Exercise
Scan the listing below for the string "blue" and copy each line where it turns up.

*** Supplied information ***

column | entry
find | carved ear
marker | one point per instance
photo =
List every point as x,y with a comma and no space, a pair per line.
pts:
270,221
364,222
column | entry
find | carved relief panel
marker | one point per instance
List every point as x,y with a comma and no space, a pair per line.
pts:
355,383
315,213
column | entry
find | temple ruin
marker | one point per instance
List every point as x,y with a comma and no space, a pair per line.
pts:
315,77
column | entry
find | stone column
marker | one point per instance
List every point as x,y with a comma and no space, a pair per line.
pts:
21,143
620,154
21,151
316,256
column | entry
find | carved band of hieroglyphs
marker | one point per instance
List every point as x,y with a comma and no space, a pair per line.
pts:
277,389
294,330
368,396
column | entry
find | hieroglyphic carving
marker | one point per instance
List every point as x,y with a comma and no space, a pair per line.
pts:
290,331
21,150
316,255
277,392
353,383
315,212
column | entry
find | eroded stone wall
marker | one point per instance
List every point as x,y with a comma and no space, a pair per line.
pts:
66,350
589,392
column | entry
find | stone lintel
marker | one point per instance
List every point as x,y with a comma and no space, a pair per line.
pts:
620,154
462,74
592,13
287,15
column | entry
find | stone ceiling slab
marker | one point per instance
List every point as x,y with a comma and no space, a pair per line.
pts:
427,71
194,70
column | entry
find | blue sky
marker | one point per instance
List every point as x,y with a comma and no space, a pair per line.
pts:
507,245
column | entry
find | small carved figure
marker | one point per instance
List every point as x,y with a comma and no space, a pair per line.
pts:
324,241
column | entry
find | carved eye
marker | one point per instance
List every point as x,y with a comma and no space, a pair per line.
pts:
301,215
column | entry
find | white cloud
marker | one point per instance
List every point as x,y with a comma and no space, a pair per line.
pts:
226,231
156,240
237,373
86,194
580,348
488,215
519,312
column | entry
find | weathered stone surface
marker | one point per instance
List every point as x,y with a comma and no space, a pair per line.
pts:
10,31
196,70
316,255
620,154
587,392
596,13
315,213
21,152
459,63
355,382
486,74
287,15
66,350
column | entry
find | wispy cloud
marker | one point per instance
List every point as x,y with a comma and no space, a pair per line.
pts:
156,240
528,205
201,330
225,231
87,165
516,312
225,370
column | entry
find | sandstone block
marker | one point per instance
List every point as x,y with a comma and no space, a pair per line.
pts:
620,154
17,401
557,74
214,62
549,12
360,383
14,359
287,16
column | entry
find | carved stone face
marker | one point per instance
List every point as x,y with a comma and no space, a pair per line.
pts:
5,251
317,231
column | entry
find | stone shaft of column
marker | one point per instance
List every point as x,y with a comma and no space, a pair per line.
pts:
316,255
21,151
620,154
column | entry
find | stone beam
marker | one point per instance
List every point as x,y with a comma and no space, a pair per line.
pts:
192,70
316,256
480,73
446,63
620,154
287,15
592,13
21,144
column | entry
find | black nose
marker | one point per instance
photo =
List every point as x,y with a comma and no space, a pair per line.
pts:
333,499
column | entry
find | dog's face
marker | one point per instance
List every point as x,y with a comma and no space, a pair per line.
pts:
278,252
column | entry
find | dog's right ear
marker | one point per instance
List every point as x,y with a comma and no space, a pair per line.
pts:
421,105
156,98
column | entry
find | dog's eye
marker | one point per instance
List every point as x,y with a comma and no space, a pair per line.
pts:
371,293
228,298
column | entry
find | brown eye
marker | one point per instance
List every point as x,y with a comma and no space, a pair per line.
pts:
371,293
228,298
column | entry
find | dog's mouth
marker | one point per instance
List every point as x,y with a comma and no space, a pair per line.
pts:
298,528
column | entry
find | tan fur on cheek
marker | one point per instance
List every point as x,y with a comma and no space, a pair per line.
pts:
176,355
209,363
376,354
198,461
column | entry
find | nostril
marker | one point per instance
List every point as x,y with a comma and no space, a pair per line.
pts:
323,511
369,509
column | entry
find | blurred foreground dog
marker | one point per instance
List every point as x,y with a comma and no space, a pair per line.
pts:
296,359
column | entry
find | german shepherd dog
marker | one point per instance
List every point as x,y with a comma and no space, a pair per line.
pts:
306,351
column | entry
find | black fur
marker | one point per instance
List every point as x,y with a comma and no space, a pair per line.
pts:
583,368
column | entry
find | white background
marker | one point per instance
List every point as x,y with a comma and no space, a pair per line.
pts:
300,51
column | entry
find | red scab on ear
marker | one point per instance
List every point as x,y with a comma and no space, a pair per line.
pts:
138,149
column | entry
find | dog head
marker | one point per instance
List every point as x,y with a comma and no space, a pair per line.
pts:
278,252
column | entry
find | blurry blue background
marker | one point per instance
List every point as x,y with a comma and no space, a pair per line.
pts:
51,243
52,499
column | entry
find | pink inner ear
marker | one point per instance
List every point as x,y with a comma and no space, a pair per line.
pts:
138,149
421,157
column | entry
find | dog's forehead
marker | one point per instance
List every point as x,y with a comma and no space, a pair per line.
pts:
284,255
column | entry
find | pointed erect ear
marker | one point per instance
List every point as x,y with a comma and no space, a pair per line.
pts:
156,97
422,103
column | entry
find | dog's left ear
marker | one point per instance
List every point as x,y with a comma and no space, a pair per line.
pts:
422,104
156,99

*** End of Supplied information ***

Exercise answer
find | blue sky
find | blurry blue background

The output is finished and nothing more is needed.